§ **Task brief**
Take the data below and copy exactly the lines starting at the one with "Target: white house" and finishing at the one with "form (55, 146)?", both included.

§ **Supplied entries**
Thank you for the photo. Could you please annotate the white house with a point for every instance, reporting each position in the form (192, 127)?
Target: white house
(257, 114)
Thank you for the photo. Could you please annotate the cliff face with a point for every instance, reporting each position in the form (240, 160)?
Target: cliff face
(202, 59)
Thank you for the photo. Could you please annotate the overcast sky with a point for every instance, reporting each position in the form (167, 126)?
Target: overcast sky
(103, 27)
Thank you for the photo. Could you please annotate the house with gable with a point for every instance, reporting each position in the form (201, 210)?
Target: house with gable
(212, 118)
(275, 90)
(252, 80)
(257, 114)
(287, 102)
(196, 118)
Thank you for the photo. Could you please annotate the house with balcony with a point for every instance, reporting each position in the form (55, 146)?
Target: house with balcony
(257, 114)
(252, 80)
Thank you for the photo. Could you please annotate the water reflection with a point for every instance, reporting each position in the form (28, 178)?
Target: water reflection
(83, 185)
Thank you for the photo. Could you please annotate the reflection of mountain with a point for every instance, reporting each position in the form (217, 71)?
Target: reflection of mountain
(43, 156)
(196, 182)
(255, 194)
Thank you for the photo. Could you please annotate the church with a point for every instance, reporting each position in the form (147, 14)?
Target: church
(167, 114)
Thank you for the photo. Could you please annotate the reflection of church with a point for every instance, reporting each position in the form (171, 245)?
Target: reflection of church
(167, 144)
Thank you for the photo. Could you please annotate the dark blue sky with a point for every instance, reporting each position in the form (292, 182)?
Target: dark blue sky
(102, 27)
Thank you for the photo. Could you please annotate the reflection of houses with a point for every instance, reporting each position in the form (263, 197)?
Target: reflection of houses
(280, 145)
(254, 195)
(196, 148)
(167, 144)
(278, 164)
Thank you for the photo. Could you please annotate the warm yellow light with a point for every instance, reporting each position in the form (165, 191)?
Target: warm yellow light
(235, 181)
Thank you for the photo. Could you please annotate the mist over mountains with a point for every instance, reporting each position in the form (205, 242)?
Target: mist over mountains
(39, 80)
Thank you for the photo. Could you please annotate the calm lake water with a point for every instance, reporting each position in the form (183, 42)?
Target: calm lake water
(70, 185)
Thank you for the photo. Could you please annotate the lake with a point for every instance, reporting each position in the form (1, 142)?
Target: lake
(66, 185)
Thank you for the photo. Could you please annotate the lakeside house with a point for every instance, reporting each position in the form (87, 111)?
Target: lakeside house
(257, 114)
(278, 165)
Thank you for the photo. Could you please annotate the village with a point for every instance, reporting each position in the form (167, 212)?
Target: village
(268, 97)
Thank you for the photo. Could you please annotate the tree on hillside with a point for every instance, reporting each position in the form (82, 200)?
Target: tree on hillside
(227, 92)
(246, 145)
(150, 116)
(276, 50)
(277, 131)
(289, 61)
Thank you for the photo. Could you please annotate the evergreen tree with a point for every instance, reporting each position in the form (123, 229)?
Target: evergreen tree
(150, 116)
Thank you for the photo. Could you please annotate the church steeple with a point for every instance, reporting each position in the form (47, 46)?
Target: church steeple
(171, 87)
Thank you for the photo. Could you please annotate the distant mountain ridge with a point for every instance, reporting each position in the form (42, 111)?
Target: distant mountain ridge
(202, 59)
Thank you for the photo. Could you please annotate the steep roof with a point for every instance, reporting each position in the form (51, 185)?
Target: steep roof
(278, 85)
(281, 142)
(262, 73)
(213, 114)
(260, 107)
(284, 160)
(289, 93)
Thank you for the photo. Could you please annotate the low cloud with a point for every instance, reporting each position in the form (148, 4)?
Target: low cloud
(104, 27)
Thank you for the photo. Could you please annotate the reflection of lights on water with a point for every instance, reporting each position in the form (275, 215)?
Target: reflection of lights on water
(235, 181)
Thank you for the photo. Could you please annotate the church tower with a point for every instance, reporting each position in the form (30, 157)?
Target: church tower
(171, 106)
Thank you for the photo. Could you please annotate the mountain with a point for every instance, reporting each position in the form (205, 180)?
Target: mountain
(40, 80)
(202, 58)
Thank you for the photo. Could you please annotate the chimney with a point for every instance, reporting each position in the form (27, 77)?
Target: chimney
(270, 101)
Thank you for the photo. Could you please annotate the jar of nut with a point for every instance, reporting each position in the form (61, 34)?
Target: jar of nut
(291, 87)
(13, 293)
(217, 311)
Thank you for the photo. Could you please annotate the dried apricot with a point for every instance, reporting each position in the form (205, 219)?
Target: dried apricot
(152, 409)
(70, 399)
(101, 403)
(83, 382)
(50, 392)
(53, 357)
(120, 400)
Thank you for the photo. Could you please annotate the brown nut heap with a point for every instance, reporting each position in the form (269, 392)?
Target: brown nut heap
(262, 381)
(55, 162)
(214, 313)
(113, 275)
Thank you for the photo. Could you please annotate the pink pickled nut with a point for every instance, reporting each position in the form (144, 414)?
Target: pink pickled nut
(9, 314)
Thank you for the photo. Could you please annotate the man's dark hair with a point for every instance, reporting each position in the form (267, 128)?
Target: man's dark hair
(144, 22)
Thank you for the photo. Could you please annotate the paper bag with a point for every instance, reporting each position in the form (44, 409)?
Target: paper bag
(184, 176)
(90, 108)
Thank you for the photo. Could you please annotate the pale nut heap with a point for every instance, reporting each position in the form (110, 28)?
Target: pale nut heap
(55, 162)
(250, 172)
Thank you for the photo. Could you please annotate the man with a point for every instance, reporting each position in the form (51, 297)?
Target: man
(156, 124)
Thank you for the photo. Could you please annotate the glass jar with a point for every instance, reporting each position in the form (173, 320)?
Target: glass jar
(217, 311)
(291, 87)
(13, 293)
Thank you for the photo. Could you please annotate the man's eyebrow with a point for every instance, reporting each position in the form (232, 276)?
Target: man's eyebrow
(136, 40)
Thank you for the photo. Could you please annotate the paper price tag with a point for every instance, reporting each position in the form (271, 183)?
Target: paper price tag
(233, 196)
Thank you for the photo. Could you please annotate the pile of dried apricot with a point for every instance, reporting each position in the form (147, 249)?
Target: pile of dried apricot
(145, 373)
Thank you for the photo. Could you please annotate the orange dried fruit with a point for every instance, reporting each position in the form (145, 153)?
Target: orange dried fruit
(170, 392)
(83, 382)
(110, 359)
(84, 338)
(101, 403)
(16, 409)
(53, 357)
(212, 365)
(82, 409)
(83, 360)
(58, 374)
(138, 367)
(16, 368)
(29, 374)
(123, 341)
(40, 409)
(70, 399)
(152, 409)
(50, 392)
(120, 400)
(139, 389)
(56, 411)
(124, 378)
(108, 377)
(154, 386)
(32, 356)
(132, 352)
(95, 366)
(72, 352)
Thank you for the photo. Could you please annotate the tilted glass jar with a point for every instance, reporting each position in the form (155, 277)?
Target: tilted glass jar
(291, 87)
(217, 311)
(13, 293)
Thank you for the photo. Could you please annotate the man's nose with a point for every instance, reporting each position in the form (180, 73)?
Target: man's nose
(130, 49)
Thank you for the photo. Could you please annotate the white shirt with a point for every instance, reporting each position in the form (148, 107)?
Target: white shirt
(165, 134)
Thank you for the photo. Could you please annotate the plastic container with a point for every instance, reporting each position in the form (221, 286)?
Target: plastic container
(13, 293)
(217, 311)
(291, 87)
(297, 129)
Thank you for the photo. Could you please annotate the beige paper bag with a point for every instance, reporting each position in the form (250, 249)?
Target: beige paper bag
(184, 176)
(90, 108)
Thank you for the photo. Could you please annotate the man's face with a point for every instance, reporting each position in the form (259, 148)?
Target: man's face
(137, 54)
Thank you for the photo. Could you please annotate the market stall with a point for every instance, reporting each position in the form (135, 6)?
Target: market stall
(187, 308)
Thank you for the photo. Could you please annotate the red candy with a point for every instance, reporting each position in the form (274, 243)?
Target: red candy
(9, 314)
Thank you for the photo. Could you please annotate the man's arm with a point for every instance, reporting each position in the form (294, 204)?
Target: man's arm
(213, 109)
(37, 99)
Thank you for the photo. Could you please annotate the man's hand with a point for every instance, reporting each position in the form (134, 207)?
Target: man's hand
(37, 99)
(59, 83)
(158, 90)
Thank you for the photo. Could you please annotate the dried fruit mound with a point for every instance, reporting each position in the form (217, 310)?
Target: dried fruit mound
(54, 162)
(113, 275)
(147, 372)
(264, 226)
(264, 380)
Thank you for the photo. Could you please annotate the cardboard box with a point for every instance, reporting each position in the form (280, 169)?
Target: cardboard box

==

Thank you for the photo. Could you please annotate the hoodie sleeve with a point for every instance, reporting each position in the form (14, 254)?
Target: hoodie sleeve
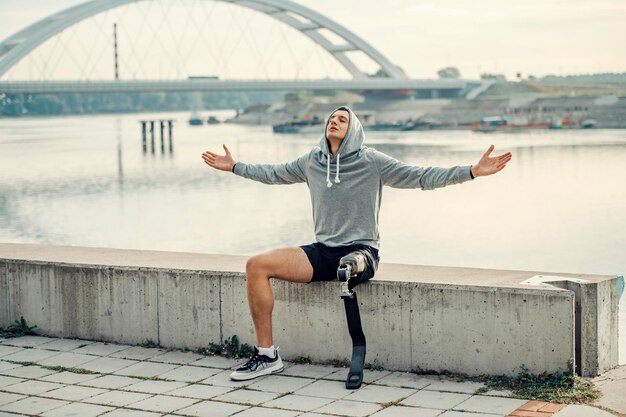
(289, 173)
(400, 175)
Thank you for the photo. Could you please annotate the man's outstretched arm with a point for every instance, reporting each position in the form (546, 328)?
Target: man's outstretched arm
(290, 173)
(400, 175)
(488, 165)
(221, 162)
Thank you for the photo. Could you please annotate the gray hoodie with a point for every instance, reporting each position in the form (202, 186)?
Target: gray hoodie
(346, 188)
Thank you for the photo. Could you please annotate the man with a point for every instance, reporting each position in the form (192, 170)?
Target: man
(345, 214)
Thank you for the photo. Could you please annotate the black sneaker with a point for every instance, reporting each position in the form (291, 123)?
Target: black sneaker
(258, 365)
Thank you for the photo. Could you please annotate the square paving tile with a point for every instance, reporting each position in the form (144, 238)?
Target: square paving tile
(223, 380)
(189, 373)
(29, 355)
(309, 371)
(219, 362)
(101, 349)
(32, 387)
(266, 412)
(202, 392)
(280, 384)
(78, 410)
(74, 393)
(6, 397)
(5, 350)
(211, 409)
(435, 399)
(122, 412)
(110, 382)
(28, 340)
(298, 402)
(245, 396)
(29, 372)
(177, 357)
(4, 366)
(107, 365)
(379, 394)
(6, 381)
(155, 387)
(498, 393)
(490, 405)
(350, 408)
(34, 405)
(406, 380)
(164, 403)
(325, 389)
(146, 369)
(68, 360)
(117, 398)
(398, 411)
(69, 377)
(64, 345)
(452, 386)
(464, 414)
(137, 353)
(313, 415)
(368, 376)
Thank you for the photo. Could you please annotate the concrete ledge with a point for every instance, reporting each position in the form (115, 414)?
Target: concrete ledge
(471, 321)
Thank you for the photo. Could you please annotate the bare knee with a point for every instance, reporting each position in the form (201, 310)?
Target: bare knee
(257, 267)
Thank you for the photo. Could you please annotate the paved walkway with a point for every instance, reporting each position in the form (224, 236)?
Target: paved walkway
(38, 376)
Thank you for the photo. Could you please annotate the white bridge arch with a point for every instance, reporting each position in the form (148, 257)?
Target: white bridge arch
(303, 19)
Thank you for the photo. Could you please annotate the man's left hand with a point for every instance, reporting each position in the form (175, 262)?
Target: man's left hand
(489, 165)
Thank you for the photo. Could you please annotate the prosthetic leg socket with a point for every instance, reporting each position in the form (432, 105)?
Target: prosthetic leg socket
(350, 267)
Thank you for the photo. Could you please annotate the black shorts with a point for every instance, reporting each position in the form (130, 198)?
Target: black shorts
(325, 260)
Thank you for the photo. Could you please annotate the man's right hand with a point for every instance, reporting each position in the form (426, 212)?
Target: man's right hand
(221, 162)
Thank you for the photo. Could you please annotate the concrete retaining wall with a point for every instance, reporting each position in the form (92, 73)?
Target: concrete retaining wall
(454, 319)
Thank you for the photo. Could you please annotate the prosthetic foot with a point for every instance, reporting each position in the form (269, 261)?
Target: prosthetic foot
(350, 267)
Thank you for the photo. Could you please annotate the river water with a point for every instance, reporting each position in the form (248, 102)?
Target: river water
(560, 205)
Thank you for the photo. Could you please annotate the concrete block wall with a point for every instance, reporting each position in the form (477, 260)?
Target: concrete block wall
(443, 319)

---

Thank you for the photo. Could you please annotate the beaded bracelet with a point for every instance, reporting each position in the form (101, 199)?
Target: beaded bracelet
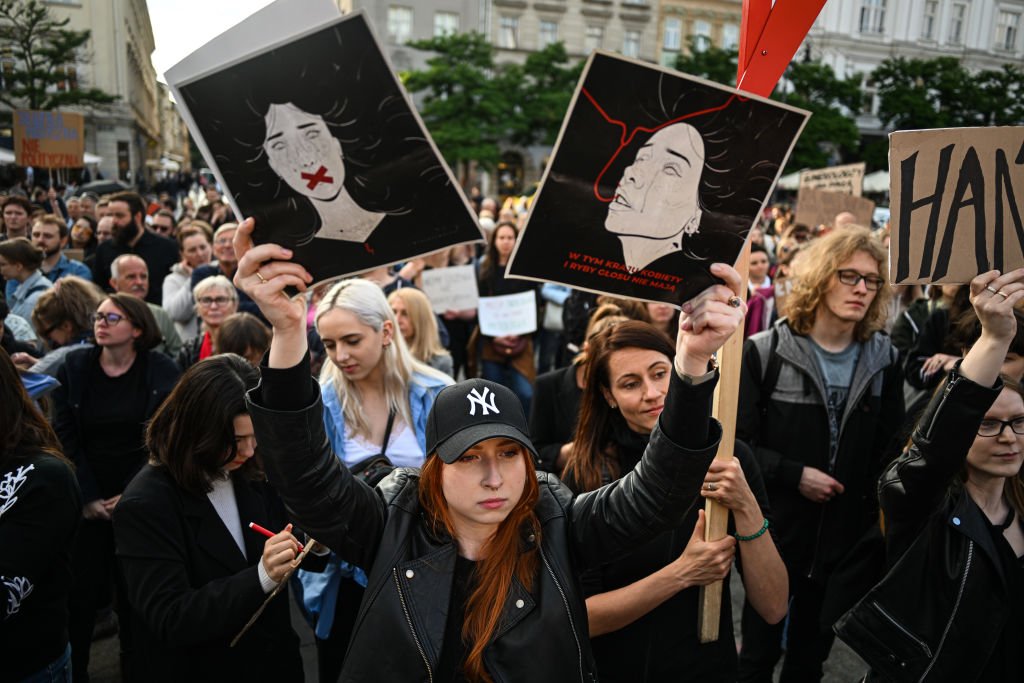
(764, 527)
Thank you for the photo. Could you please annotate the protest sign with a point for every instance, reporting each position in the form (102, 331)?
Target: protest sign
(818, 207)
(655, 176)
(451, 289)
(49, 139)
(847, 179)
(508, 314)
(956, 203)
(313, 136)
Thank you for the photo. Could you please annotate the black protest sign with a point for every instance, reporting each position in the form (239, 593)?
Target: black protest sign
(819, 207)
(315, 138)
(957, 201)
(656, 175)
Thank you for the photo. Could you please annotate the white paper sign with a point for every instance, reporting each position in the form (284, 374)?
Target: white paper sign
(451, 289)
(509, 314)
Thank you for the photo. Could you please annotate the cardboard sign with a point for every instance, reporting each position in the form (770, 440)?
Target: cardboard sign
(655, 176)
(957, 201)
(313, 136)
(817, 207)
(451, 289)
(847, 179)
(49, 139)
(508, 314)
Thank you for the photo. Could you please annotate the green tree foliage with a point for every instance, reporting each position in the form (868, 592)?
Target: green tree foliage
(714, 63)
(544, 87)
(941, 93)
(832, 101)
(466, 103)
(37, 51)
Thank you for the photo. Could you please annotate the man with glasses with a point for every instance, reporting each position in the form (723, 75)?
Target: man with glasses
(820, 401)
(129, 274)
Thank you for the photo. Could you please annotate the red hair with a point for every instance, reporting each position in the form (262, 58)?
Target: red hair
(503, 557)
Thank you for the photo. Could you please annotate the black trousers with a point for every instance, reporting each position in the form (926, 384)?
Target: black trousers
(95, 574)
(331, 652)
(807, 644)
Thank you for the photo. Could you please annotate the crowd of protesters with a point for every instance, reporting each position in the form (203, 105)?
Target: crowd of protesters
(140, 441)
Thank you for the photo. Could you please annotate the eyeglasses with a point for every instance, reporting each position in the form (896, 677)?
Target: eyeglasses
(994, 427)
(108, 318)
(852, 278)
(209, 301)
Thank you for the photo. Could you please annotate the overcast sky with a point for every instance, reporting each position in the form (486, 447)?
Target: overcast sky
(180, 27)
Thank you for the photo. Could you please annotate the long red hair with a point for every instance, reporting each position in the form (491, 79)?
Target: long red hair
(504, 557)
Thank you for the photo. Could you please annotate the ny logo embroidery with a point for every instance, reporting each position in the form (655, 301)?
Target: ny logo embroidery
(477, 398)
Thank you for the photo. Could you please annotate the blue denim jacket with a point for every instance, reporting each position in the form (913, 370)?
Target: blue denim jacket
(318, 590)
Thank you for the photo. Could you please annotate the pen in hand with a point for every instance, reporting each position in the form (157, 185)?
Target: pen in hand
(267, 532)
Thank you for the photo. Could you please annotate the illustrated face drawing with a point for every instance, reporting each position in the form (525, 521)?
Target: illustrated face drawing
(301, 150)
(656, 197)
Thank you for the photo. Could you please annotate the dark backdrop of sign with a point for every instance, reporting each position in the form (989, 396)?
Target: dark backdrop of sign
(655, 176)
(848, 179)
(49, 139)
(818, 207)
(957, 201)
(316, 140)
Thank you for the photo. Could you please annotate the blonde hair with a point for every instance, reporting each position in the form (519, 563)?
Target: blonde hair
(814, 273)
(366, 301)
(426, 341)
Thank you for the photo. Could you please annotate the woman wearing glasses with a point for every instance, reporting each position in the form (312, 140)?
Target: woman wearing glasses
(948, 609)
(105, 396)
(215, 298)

§ **Result of this exercise**
Target: white house
(257, 114)
Thank you for the photo. Could you please annotate the cliff face with a point for every instance, reporting each position in the form (240, 160)?
Target: cliff face
(202, 59)
Thank you for the photo. Could you please annotate the overcast sky with a point for every instance, reporting each position in the form (167, 126)?
Target: overcast sky
(103, 27)
Thank you for the photo. Could you please annotate the house with gable with a point for every instance, reporting each position in the form (201, 210)?
Target: house with gable
(212, 118)
(275, 90)
(252, 80)
(257, 114)
(287, 102)
(196, 118)
Thank you for the photo. Could you please annotate the house with balcony with a point for every instance, reporting each position in the form (55, 146)?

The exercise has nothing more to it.